Selected extract:
━━━━━━━━━━━━━━━━━━━━

84 Mass. 562 | Mass. | 1861
1. The evidence offered by the demandant to prove that the tenant’s grantor, on the same day that she made the deed to him, also conveyed all her other real estate and all her personal property to her daughter and nephew, was competent as showing the fraudulent purpose and intent with which she acted in the disposition of her estate. It therefore tended to prove a portion of the issue on which the demandant’s right to recover, depended; and as the acts offered in evidence were contemporaneous with the deed to the tenant, they were not open to the objection that they were done after his title accrued, and when his grantor might have an interest to defeat it in favor of her creditors. Foster v. Hall, 12 Pick. 89, 99. The acts and declarations made subsequently to the grant to the tenant were inadmissible and rightly excluded. They had no legitimate tendency to prove the cause or motive of her conveyance to the tenant. They were made after the title had vested, and when she had no relation to the estate, or connection with it. They were in their nature hearsay, and irrelevant to the issue Bridge v. Eggleston, 14 Mass. 245, 249.

━━━━━━━━━━━━━━━━━━━━

Material to process:
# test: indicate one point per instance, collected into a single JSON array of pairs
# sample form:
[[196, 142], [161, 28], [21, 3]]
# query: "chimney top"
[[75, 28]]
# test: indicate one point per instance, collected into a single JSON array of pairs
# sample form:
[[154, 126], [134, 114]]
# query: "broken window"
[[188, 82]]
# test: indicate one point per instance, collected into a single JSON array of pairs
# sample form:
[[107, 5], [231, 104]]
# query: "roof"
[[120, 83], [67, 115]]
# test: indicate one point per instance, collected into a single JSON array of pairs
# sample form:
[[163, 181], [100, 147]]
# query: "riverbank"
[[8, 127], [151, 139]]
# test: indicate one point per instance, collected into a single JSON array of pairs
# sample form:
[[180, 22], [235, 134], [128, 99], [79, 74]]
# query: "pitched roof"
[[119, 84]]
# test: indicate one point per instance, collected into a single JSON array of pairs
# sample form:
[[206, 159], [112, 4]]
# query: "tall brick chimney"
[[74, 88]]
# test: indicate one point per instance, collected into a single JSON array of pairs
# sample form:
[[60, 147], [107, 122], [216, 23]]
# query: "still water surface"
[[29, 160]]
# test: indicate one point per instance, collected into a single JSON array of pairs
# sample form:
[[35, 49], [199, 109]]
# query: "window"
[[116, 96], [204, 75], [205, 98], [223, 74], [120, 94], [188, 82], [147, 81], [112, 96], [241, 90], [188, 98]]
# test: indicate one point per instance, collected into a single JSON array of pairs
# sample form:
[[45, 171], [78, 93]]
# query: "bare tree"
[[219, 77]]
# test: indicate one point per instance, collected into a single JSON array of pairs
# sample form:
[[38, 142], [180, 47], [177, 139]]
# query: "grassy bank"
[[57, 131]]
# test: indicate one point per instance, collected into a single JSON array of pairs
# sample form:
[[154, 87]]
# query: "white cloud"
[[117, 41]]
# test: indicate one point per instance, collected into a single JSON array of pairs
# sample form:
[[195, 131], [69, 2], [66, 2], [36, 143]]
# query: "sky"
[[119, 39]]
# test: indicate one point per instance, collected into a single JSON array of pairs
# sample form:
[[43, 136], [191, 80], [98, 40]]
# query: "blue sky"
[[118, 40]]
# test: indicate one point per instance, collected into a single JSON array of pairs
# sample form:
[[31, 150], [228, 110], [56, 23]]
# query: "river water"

━━━━━━━━━━━━━━━━━━━━

Problems to work on:
1. From the court opinion, list everyone to whom the tenant's grantor conveyed property on the same day.
2. Please reproduce the rows verbatim, starting with their first line and ending with the line that contains "[[57, 131]]", with both of those lines included.
The court opinion and the rows have nothing to do with each other.

Expected responses:
1. The tenant, her daughter, and her nephew.

2.
# test: indicate one point per instance, collected into a single JSON array of pairs
# sample form:
[[196, 142], [161, 28], [21, 3]]
# query: "chimney top"
[[75, 28]]
# test: indicate one point per instance, collected into a single JSON array of pairs
# sample form:
[[154, 126], [134, 114]]
# query: "broken window"
[[188, 82]]
# test: indicate one point per instance, collected into a single JSON array of pairs
# sample form:
[[107, 5], [231, 104]]
# query: "roof"
[[120, 83], [67, 115]]
# test: indicate one point per instance, collected into a single JSON array of pairs
# sample form:
[[163, 181], [100, 147]]
# query: "riverbank"
[[8, 127], [151, 139]]
# test: indicate one point per instance, collected into a single JSON array of pairs
# sample form:
[[180, 22], [235, 134], [128, 99], [79, 74]]
# query: "pitched roof"
[[119, 84]]
# test: indicate one point per instance, collected into a single JSON array of pairs
# sample form:
[[206, 159], [112, 4]]
# query: "tall brick chimney"
[[74, 88]]
# test: indicate one point per instance, collected into a single JSON array of pairs
# sample form:
[[60, 147], [107, 122], [216, 23]]
# query: "still water surface"
[[29, 160]]
# test: indicate one point per instance, collected into a single JSON array of pairs
# sample form:
[[35, 49], [199, 109]]
# query: "window"
[[116, 96], [204, 75], [205, 98], [223, 74], [120, 94], [188, 82], [147, 81], [112, 96], [241, 90], [188, 98]]
# test: indicate one point per instance, collected into a single JSON array of pairs
# sample form:
[[45, 171], [78, 93]]
# query: "bare tree"
[[219, 77]]
# test: indicate one point per instance, collected into a single JSON array of pairs
# sample form:
[[38, 142], [180, 47], [177, 139]]
# query: "grassy bank"
[[57, 131]]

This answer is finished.